**Problem to solve:**
Reproduce the listing verbatim, starting at its first line and ending with the line that contains "[304,94,330,114]", with both ends included.

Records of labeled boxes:

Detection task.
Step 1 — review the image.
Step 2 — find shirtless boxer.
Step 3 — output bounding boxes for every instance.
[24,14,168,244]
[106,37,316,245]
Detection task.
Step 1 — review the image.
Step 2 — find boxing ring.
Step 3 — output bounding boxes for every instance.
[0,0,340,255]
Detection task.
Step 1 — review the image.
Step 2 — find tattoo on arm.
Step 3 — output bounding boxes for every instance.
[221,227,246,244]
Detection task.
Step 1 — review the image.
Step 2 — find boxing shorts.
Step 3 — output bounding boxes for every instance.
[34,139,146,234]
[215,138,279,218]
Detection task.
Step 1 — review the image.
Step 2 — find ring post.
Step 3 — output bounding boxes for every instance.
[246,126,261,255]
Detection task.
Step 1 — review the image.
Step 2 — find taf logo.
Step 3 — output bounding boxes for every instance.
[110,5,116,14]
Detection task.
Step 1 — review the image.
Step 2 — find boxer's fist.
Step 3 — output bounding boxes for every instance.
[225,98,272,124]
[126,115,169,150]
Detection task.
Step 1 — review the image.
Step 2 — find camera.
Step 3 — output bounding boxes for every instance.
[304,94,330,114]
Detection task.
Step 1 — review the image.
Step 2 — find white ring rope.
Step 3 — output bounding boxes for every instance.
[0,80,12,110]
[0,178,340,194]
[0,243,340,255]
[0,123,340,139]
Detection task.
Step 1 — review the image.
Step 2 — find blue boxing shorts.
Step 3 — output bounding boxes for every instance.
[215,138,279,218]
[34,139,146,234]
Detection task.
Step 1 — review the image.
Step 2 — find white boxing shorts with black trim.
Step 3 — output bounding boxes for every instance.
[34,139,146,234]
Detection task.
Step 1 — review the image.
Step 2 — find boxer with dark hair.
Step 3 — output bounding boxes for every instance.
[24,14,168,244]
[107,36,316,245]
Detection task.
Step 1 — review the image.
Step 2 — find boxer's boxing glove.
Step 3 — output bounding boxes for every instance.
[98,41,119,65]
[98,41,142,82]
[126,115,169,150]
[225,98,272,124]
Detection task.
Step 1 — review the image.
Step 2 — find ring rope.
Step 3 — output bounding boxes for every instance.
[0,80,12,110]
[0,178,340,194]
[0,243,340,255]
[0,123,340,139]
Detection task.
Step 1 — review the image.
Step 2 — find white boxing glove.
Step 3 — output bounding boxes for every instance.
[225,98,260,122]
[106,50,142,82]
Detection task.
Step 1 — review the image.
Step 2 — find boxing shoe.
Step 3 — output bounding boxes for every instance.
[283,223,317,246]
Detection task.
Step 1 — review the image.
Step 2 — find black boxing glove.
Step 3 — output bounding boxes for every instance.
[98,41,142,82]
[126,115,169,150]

**Response for this exercise:**
Detection task.
Step 1 — review the image.
Step 2 — find shirtless boxer.
Step 3 — output bounding boxes for every instance.
[24,14,168,244]
[106,37,316,245]
Detection task.
Step 1 — review the image.
Step 2 — find boxing ring.
Step 3 — output bounding boxes for every instance.
[0,0,340,255]
Detection task.
Step 1 — review the image.
Step 2 — find tattoo on arm.
Step 3 — output bounding boxes for every instance.
[221,227,246,244]
Detection task.
Step 1 — review the image.
Step 2 — find boxing shorts.
Step 3 — output bounding boxes for every instance.
[34,139,146,234]
[215,138,279,218]
Detection task.
Step 1 — review the image.
Step 2 — find ring post.
Step 3 — output bounding boxes for every instance.
[246,126,261,255]
Detection task.
Step 1 — review the image.
Step 2 — find taf logo.
Step 3 — output bounding boxes for every instance.
[110,5,116,14]
Detection task.
Step 1 — review the image.
Step 2 — find boxer's fist.
Step 3 — output bounding boxes for every instance.
[225,98,272,124]
[126,115,169,150]
Detection task.
Step 1 — review the image.
Step 2 — find camera.
Step 3 — output bounding boxes for every instance.
[304,94,330,114]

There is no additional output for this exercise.